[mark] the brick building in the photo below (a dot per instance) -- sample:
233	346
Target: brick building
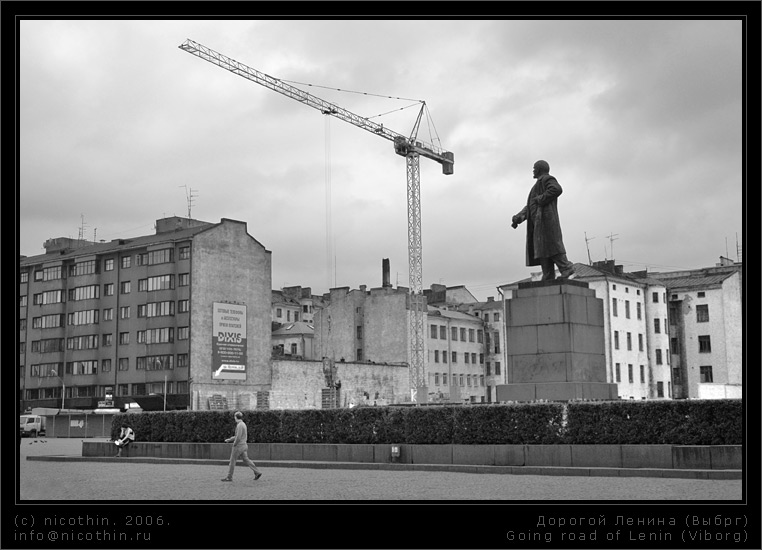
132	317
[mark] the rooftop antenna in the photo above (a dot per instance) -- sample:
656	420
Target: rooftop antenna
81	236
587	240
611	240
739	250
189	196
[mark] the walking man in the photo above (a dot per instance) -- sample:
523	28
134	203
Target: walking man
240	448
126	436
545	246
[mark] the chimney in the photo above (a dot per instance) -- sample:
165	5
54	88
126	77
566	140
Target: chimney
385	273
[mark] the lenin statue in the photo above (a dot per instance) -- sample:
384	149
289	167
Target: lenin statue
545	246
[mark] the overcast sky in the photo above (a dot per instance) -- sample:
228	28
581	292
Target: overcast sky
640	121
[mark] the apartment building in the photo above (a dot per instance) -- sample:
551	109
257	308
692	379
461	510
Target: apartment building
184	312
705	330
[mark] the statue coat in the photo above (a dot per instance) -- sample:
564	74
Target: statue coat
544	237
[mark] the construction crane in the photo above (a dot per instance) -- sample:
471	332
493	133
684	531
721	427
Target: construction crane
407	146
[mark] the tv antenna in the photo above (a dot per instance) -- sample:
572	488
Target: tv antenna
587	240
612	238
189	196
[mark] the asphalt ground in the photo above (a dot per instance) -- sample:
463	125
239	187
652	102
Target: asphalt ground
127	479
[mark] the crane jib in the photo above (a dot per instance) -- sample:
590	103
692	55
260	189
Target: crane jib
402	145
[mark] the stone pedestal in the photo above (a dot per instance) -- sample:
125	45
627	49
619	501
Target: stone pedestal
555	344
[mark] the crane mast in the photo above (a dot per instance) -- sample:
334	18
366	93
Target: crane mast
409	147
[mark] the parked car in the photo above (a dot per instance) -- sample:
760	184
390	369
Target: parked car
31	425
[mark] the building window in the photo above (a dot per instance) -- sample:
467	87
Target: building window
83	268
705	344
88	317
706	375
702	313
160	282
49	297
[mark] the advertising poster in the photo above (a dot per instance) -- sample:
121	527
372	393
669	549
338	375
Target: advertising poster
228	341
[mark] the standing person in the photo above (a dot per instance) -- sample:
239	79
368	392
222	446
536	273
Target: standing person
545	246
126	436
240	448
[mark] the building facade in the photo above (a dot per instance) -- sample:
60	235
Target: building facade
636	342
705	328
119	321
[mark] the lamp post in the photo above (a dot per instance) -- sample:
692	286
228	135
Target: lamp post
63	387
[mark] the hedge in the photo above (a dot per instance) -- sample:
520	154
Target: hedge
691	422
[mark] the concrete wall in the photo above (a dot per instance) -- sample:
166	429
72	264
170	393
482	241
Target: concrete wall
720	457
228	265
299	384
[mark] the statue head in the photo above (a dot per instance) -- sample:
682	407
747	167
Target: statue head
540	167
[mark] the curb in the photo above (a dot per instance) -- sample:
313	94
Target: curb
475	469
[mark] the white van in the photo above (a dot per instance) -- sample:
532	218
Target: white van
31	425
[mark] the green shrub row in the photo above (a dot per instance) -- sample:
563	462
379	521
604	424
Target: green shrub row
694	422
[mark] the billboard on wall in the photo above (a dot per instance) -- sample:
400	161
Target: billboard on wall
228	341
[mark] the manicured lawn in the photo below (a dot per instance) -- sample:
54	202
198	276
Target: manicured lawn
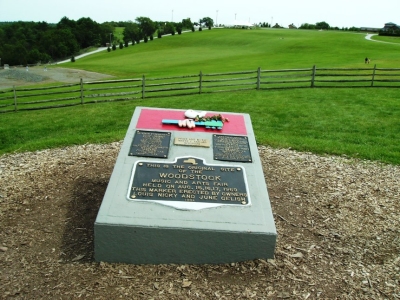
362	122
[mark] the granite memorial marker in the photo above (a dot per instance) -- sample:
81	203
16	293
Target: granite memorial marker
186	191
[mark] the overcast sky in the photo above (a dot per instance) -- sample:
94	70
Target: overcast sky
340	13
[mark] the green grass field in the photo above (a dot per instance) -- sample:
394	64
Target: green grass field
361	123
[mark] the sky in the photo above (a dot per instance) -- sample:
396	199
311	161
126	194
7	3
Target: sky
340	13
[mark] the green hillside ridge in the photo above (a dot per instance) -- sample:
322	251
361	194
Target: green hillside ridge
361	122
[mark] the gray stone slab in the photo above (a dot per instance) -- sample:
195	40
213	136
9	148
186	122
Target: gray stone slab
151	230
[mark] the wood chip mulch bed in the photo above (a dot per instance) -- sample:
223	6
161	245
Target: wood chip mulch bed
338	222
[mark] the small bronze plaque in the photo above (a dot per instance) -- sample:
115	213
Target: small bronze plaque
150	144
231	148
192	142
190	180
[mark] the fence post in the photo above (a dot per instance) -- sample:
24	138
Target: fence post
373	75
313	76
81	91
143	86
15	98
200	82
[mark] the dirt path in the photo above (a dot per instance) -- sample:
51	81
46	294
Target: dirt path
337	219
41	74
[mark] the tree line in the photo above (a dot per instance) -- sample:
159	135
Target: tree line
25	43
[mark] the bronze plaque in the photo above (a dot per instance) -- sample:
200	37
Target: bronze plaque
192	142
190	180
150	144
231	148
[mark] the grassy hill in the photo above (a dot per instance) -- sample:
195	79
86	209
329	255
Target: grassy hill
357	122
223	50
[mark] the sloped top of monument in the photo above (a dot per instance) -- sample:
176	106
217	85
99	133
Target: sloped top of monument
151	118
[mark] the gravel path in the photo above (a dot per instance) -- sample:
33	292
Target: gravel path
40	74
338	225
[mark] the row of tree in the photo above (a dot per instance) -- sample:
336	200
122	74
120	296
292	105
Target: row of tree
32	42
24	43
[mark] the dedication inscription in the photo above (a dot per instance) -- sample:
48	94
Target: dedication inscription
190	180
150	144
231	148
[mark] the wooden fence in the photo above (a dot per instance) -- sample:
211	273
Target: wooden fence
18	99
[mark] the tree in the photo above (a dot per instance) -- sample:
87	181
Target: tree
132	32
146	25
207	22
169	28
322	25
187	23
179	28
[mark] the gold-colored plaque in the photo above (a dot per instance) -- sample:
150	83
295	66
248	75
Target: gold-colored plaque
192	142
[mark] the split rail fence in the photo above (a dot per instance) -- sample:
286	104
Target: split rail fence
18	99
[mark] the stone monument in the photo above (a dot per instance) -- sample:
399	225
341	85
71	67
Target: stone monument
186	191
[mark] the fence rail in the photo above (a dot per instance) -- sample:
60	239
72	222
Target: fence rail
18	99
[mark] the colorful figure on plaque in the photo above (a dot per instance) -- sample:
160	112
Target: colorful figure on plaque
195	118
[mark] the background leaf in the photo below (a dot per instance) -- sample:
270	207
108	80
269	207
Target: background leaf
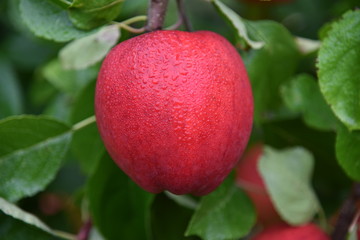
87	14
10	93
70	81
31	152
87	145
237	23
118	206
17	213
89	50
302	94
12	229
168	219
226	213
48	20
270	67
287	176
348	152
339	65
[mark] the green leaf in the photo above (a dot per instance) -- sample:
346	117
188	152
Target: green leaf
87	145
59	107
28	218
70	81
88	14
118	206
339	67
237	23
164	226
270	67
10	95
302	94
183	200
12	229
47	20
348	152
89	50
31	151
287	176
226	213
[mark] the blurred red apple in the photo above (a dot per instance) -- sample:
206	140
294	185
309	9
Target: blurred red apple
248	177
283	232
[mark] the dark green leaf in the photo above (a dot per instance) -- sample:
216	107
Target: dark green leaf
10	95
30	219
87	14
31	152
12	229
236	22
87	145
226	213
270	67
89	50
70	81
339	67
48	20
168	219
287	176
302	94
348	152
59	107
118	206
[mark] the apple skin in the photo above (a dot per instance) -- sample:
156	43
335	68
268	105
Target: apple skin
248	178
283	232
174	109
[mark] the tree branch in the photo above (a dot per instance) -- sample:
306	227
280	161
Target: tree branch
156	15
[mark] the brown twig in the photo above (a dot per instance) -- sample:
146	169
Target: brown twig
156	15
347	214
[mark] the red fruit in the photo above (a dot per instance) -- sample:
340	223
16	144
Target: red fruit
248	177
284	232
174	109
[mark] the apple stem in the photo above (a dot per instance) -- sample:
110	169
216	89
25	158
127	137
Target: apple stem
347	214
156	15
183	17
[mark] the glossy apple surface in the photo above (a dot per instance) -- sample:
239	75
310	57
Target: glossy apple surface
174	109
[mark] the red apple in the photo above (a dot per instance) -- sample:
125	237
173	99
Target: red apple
====
* _TASK GOAL_
Copy exactly the lines above, from the one containing "[mark] the green leaf" through the very last line.

* _OUTPUT OF THE EXERCISE_
[mark] the green leaf in the photo above (a dot per instance) -- sample:
346	117
188	152
Target: green leaf
87	145
59	107
28	218
70	81
88	14
118	206
339	67
237	23
164	226
270	67
10	95
302	94
183	200
12	229
47	20
348	152
89	50
31	151
287	176
226	213
[mark] the blurred red apple in the photo above (a dot per instance) -- sample:
206	140
294	185
309	9
Target: blurred red apple
248	177
283	232
[mark] the dark green leaf in the photo above (a dot per instance) -- sample:
216	107
Target: dark green leaf
10	95
30	219
87	14
31	152
12	229
236	22
87	145
226	213
270	67
89	50
70	81
339	67
48	20
168	219
287	176
302	94
348	152
59	107
118	206
[mark] the apple skin in the photo above (a dot per instance) -- sample:
156	43
335	68
268	105
Target: apple skin
248	178
283	232
174	109
[mark] the tree branch in the photo above (a dot per instance) -- sample:
306	227
280	161
Target: tree branch
156	15
[mark] the brown twig in the photo above (a dot per instance) -- sample:
146	169
Target: brown twig
156	15
347	214
[mark] the red fruit in the photo above (a dot per instance) -- sample:
340	223
16	144
Target: red fruit
248	177
284	232
174	109
[mark] the apple stem in the photo above (a dot per instance) -- sample:
110	169
216	89
25	158
127	137
Target: apple stem
347	214
156	15
183	17
[mark] the glossy apple surface in the photo above (a dot per instance) -- sample:
239	75
310	57
Target: glossy apple surface
174	109
[mark] the red apple in the photo above (a dot per instance) -- sample:
125	237
173	99
Target: red apple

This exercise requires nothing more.